# Фрагмент документа
15 марта 1942 года, Бузулук
Опять перерыв на пять лет в записях. Теперь раскрыл эту тетрадь, потому что встречаются свободные минуты, одиночество чувствуется еще больше, а время тоже требует того, чтобы задуматься над происходящим, отразить для памяти (которая очень слабеет) события и факты (имею в виду пребывание под бомбежкой в Москве, эвакуацию, путешествие в теплушке и т.п.). Все же с чего начать? Продолжать ли прерванный пять лет тому назад рассказ о моей молодости или дописать настоящее? Итак, пишу о настоящем. Сегодня воскресенье. Спешной работы нет (вообще у меня пока спешки здесь не было). Слезши с печки, необычно рано сегодня поел супу и выпил чаю, так как Таня пекла хлебы с другой Таней (ночевала с ней в комнате для приезжающих) и затопила печь в четыре утра. Тут же они сварили 'коллективный' суп (вместо задуманных в складчину битков). И мне достался этот суп. Значит, с утра заправился - есть не хочется. Тани ушли куда-то. Обед, принесенный из столовой, стоит на печи, ожидает появления аппетита (очевидно, он сойдет сегодня за ужин).
Сегодня еще ветер теплый, а в начале зимы был морозный - выдувало все тепло (а дома-то здесь 'продувные'). Какая-то беспечность в постройках при таких суровых зимах. Стены тонкие, промерзают. Потолок точно бумажный, из комнаты слышно, как кошки ночью ступают по чердаку. Окна с дырами в стеклах. И дрова не запасены, как бы следовало. Всю зиму или ветрище неимоверной силы (валит с ног), или мороз 20-30 градусов, а то и 45. Причем мороз 30 градусов на дворе ощущаешь как 10 градусов в Москве (сухость воздуха, солнце). Если не считать зимы в Закавказье (1915/16 год), то я нынче впервые провожу зиму восточнее Москвы - Вологды.
Ну вот в основном обстановка моей теперешней жизни. Теперь о содержании. Личная жизнь вся в тревогах о Татьяне. Больше ничего. Изредка размышления (мимолетные), что, вероятно, она и кончится так, то есть уже кончилась.
16 марта 1942, Бузулук
Для характеристики этого периода надо отметить как дело, сильно занимавшее меня и причинившее немало беспокойства и огорчений, - поведение Тани. После некоторого времени, проведенного за устройством быта (комната, утепление ее, заготовка топлива, обучение топке русской печи и др.), начались размышления о своей особе, полные пессимизма (разговоры под ночь, когда уже были в постелях). Затем споры об учебе ('не могу работать, учиться вне коллектива'), опять сводящиеся к жалобам на собственную неприспособленность. Это перешло к тоске по Москве. Я толкал к общественной работе. В ответ заявление о робости - 'как начать', 'ничего не умею', 'работать с пионерами не умею', а учиться работать тоже что-то безнадежно - 'не люблю'. От скуки больше перелистала ботанику, начала изучать трактора (а в мастерские пойти посмотреть части в натуре во время ремонта тоже почему-то нельзя; робость - как встретят там).

# Исходные данные
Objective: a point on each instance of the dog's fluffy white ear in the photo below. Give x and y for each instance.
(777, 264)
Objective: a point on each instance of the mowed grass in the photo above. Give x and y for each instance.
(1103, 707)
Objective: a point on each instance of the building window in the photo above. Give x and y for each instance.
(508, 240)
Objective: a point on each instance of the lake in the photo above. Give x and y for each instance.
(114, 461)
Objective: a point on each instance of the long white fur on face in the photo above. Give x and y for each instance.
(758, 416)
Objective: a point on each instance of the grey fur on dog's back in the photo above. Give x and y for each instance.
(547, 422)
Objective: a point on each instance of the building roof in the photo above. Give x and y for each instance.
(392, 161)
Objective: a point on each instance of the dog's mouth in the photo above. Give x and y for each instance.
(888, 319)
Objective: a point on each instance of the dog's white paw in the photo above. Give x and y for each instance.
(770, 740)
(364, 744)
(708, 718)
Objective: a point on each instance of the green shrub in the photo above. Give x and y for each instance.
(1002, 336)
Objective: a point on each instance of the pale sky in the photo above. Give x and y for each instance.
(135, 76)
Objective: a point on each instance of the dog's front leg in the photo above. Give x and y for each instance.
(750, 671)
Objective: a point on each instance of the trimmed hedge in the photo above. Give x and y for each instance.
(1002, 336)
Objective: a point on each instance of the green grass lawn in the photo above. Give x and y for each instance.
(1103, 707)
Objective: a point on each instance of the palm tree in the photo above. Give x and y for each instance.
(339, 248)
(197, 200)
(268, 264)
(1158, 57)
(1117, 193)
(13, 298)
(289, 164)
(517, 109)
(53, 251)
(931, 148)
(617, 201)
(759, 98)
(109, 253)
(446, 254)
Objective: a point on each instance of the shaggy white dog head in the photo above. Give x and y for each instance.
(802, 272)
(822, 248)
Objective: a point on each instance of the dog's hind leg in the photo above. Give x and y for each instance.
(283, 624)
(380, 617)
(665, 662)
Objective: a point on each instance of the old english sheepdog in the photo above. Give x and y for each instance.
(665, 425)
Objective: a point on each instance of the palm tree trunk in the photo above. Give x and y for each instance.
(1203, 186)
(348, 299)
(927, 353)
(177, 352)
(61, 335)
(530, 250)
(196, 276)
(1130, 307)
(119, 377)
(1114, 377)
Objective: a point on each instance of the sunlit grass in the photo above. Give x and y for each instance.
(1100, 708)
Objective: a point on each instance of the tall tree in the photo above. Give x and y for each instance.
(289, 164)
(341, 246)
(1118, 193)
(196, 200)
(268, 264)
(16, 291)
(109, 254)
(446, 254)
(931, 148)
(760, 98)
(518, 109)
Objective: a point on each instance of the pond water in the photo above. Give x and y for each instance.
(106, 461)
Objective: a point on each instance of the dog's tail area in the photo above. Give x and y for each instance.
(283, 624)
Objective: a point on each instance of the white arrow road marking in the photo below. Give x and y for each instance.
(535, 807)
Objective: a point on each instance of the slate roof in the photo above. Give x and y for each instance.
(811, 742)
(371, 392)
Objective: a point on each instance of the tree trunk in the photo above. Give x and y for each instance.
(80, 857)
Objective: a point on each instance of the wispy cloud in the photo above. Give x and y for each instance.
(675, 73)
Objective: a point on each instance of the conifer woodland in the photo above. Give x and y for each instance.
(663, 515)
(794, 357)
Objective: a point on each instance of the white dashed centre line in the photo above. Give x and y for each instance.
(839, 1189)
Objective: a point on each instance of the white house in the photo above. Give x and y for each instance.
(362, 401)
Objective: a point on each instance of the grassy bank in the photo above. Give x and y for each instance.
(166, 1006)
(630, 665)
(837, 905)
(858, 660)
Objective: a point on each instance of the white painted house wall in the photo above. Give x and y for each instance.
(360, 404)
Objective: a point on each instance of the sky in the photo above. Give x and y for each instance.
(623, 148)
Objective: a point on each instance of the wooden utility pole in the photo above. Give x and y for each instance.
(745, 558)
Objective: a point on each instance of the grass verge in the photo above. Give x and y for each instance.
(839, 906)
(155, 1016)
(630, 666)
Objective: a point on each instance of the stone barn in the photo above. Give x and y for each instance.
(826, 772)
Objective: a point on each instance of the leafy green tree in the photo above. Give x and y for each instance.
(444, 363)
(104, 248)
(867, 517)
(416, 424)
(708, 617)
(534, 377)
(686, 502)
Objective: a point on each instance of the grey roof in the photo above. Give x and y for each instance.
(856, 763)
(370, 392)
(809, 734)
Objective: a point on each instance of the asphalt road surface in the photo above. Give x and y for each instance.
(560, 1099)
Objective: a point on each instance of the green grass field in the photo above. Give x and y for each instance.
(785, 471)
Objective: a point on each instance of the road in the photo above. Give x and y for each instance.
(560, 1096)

# Задания
• a. Процитируйте дневниковую запись, начиная со слов «Сегодня еще ветер» и заканчивая словами «есть уже кончилась.».
• b. Переведите на английский язык следующее предложение из дневниковой записи: «Причем мороз 30 градусов на дворе ощущаешь как 10 градусов в Москве (сухость воздуха, солнце)».

# Ответы
• a.
Сегодня еще ветер теплый, а в начале зимы был морозный - выдувало все тепло (а дома-то здесь 'продувные'). Какая-то беспечность в постройках при таких суровых зимах. Стены тонкие, промерзают. Потолок точно бумажный, из комнаты слышно, как кошки ночью ступают по чердаку. Окна с дырами в стеклах. И дрова не запасены, как бы следовало. Всю зиму или ветрище неимоверной силы (валит с ног), или мороз 20-30 градусов, а то и 45. Причем мороз 30 градусов на дворе ощущаешь как 10 градусов в Москве (сухость воздуха, солнце). Если не считать зимы в Закавказье (1915/16 год), то я нынче впервые провожу зиму восточнее Москвы - Вологды.
Ну вот в основном обстановка моей теперешней жизни. Теперь о содержании. Личная жизнь вся в тревогах о Татьяне. Больше ничего. Изредка размышления (мимолетные), что, вероятно, она и кончится так, то есть уже кончилась.

• b. Moreover, a frost of 30 degrees outdoors feels like 10 degrees in Moscow (dry air, sun).